▶ _ÉNONCÉ A_: D'après le texte sur les festivals raihô-shin, qu'est-ce qui peut servir aux divinités d'invitation à sortir du monde des esprits ?
▶ _ÉNONCÉ B_: Renvoie chaque ligne des entrées qui contient la chaîne "wall", en tenant compte de la casse.

Allons voir les festivals japonais !

Raihô-shin, les divinités en visite : trois festivals pendant les saisons froides

Tradition Tourisme

Dans la nuit du 31 décembre, d’effrayantes créatures débarquent dans les foyers d’une petite ville du nord du Japon pour discipliner les enfants. Ce rituel est l’un des trois festivals de divinités en visite, ou “raihô-shin”, que nous vous présentons ici.

La visite des divinités au tournant de l’année

Les Japonais ont toujours cru que les divinités (kami) protectrices sont constamment présentes parmi nous, dans la nature, les maisons, les sanctuaires, et ailleurs. Certaines de ses divinités viennent en visite au tournant des saisons. Par exemple, une décoration traditionnelle de fin d’année kadomatsu suspendue à la porte d’une maison ou d’une entreprise peut leur servir d’invitation à sortir du monde des esprits.

▶ _DONNÉES_:
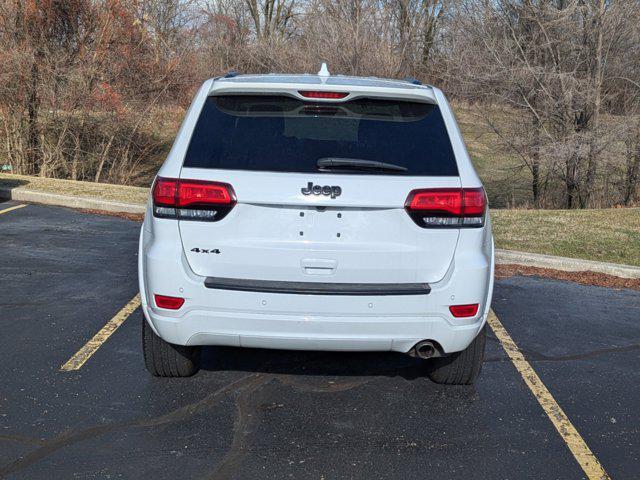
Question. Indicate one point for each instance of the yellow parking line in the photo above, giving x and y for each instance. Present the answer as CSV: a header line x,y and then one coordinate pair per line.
x,y
15,207
85,353
581,452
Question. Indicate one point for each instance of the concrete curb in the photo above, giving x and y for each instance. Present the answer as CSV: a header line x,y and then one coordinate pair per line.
x,y
565,264
502,256
26,195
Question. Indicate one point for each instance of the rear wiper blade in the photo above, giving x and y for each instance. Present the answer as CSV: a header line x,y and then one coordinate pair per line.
x,y
330,163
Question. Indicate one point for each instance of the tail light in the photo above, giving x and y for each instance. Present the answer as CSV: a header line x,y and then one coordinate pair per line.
x,y
192,199
447,207
170,303
461,311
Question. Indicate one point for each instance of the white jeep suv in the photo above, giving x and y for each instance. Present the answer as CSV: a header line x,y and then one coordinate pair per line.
x,y
317,212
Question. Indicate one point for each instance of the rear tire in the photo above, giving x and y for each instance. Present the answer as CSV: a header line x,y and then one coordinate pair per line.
x,y
163,359
460,368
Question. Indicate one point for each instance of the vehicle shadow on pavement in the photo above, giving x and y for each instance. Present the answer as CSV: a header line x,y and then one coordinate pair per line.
x,y
312,363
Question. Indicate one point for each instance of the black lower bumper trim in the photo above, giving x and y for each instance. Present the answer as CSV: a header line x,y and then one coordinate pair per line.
x,y
317,288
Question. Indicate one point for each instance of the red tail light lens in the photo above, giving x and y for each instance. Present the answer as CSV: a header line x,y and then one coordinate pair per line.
x,y
165,191
437,200
192,199
461,311
325,95
170,303
447,207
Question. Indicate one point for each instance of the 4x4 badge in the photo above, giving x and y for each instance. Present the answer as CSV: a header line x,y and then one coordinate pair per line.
x,y
328,190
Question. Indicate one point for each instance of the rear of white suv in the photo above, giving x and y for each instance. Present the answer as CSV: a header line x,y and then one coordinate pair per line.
x,y
317,212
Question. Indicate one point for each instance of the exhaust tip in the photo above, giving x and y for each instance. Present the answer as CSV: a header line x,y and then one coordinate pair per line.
x,y
425,349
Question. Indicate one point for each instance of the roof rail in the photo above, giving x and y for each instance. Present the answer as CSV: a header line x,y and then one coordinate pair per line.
x,y
413,80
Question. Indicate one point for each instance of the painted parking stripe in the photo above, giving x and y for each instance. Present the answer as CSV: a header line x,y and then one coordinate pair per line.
x,y
10,209
581,452
89,348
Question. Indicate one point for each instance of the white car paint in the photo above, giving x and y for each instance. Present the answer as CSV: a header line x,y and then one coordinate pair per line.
x,y
261,240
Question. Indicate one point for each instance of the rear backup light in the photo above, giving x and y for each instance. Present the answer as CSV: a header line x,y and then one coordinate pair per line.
x,y
170,303
447,207
325,95
460,311
192,199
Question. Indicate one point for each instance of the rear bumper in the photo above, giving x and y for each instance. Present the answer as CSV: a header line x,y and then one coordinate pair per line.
x,y
295,332
212,316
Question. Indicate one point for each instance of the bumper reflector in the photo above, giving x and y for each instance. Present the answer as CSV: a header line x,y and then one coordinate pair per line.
x,y
170,303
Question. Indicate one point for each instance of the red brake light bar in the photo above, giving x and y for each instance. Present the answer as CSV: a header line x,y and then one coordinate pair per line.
x,y
325,95
205,200
447,207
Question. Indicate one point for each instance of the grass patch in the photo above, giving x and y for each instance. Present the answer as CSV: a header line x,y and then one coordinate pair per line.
x,y
607,235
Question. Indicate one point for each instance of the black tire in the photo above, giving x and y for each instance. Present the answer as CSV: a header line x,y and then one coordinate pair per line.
x,y
163,359
460,368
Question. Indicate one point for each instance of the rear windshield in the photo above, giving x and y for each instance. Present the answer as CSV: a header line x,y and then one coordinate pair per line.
x,y
283,134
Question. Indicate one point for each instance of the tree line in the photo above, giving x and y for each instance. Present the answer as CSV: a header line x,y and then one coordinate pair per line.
x,y
86,85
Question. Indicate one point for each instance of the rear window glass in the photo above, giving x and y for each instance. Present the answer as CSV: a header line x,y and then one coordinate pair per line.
x,y
284,134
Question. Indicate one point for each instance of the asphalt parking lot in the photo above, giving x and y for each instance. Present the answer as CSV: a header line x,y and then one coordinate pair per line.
x,y
65,274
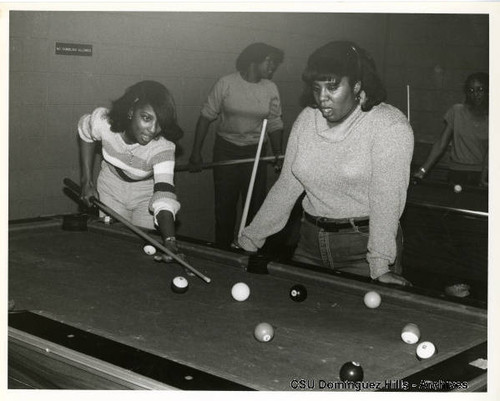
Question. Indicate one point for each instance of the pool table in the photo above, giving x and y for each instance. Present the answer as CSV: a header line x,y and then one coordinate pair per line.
x,y
446,235
91,310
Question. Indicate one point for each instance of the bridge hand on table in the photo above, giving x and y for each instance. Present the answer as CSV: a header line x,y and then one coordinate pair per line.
x,y
171,246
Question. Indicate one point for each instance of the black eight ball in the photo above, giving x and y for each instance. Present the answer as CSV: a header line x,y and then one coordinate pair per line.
x,y
298,293
351,372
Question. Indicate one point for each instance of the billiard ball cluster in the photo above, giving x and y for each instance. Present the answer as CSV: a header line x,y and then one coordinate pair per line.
x,y
264,332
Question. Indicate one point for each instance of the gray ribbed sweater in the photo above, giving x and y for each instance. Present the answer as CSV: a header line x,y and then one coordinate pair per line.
x,y
358,168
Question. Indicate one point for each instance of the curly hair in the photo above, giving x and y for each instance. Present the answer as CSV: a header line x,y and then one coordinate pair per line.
x,y
343,59
146,93
481,77
257,53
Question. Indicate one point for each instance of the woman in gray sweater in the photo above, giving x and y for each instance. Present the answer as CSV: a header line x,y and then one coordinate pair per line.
x,y
350,152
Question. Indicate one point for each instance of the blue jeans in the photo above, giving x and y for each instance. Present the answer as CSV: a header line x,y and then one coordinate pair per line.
x,y
344,250
230,183
129,199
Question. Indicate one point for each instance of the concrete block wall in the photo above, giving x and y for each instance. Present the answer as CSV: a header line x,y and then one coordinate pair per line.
x,y
188,52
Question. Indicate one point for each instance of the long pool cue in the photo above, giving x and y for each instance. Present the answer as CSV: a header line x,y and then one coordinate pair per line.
x,y
204,166
408,102
76,188
252,178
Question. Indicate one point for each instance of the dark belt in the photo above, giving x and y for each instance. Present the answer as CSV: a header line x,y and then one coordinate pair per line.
x,y
331,225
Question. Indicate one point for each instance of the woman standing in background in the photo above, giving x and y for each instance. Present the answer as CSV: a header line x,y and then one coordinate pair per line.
x,y
242,100
137,172
466,127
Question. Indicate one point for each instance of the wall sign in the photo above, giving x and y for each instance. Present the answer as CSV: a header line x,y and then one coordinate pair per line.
x,y
73,49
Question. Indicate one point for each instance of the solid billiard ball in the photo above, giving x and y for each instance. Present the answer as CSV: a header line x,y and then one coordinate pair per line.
x,y
240,291
410,333
298,293
264,332
425,350
351,371
372,299
179,285
149,249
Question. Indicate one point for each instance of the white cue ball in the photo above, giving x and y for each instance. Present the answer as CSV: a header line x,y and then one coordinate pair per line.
x,y
149,249
425,350
179,285
410,333
372,299
240,291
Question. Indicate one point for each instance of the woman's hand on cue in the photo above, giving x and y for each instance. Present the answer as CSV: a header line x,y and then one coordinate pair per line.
x,y
88,191
393,278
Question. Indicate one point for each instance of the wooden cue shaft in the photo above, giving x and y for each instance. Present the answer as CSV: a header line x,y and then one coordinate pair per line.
x,y
204,166
75,187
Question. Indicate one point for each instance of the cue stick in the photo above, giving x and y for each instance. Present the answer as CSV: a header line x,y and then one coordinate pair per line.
x,y
252,178
408,101
185,167
76,188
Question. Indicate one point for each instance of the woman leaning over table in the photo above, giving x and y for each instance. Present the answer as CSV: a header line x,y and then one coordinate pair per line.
x,y
136,178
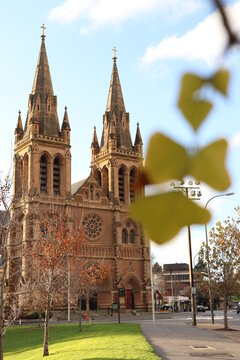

▶ _RÉPONSE COMPLÈTE A_: Une décoration traditionnelle de fin d'année, le kadomatsu, suspendue à la porte d'une maison ou d'une entreprise.

▶ _RÉPONSE COMPLÈTE B_:
Question. Indicate one point for each instance of the concrete block wall in the photo above, giving x and y for each instance. Present the answer as CSV: a header line x,y and then one coordinate pair per line.
Question. Indicate one point for each instance of the wall sign in the photo above, giving x and y for each instance. Present the answer as CSV: a header line x,y and then one coordinate pair per line.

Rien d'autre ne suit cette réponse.